The tasks -
1 – In the text about Tong and the violin, in which country was Tong attending a music festival when she noticed the difference between cultures and their music?
2 – Can you convert the listing, from the line containing "Put a dot on each instance of the red passenger" through the end of the listing, into a numbered list with blank lines left out?

Text segment -

****

Tong’s love for music started at a young age when she took notice of her mother’s musical passion. Seemingly, she made the decision to take up violin and continued to play because of the instrument’s ability to move and capture an audience. She feels connected. Like the instrument is a part of her, and she a part of the instrument.
“The violin makes me calm and comfortable, and if I’m in trouble or sad, I play and I think to myself that the world is still beautiful,” Tong said. “The sound of the violin is very beautiful as well – it’s like a bird. Among all instruments, the violin is the closest to the human voice and when I play, I feel like I am singing.”
While in Belgium for a music festival, she realized the difference between cultures and their music – the passion.
Compared to her home country of China, Tong believes that Americans and Europeans are more passionate about the music and instruments they play.
“The conductor here has more patience and the students are more passionate,” Tong said. “The students sing the songs we play all the time and practice the music all the time. In China, everything was by yourself and no one liked to sing and play music together for practice.”

****

Records from a dataset -
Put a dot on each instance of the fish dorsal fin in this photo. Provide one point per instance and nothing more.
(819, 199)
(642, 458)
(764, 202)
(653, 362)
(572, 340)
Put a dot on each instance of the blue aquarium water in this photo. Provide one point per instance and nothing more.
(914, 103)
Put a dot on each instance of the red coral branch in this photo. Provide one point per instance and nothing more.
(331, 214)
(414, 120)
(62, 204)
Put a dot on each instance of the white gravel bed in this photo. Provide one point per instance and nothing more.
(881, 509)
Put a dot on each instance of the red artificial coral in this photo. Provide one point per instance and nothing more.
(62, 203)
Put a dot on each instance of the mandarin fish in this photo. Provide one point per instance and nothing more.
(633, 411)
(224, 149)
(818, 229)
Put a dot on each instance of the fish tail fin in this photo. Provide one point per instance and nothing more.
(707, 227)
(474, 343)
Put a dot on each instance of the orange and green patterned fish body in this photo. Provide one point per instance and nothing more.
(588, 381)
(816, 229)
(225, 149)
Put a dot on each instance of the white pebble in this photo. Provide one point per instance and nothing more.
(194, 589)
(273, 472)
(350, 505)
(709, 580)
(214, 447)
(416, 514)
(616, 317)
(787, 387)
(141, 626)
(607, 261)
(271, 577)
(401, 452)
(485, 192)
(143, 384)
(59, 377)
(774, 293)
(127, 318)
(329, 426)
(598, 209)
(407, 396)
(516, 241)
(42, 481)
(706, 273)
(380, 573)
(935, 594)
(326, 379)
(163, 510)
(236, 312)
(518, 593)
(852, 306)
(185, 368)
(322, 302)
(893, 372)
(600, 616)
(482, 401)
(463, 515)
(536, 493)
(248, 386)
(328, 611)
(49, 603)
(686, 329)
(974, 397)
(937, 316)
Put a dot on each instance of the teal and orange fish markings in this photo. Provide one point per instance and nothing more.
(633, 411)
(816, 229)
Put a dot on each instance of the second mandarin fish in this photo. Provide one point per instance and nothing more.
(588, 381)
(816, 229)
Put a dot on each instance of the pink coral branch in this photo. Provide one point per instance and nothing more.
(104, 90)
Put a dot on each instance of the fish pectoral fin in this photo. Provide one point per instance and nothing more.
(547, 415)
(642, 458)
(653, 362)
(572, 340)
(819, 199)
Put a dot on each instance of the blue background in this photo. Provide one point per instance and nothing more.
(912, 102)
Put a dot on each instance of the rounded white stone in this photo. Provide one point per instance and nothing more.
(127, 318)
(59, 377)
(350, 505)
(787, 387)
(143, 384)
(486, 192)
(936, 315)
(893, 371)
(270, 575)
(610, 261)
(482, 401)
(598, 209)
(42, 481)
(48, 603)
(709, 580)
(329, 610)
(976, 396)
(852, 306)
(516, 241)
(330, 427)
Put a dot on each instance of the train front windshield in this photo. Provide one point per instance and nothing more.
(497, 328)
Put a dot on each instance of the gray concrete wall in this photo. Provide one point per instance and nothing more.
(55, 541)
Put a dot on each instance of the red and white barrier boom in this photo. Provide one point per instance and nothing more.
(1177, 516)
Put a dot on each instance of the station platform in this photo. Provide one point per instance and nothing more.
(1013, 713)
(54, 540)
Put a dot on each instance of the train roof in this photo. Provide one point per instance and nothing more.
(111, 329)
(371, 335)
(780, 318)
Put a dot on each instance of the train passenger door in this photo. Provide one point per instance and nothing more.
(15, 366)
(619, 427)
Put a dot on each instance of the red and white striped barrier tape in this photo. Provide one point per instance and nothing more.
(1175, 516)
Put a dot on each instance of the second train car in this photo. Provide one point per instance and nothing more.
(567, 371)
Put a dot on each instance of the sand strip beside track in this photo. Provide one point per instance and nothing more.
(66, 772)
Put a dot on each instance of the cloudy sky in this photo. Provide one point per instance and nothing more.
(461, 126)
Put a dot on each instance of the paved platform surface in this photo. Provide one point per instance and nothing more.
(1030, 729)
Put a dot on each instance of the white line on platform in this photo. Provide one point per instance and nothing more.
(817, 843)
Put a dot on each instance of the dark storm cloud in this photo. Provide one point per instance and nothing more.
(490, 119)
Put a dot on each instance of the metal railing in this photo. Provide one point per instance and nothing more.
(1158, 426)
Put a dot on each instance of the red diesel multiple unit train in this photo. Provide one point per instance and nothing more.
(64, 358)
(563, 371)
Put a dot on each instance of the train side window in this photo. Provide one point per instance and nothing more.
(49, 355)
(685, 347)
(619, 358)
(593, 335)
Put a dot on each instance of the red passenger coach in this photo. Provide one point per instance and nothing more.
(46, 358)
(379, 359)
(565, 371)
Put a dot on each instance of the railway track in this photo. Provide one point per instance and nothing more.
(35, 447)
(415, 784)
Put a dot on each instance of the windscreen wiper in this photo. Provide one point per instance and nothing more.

****

Answers to each task -
1 – Belgium

2 –
1. Put a dot on each instance of the red passenger coach in this photo. Provide one point per instance and nothing more.
2. (46, 358)
3. (379, 359)
4. (565, 371)
5. Put a dot on each instance of the railway track in this photo. Provide one point per instance and nothing more.
6. (35, 447)
7. (415, 784)
8. Put a dot on each instance of the windscreen wiper in this photo. Provide one point per instance and nothing more.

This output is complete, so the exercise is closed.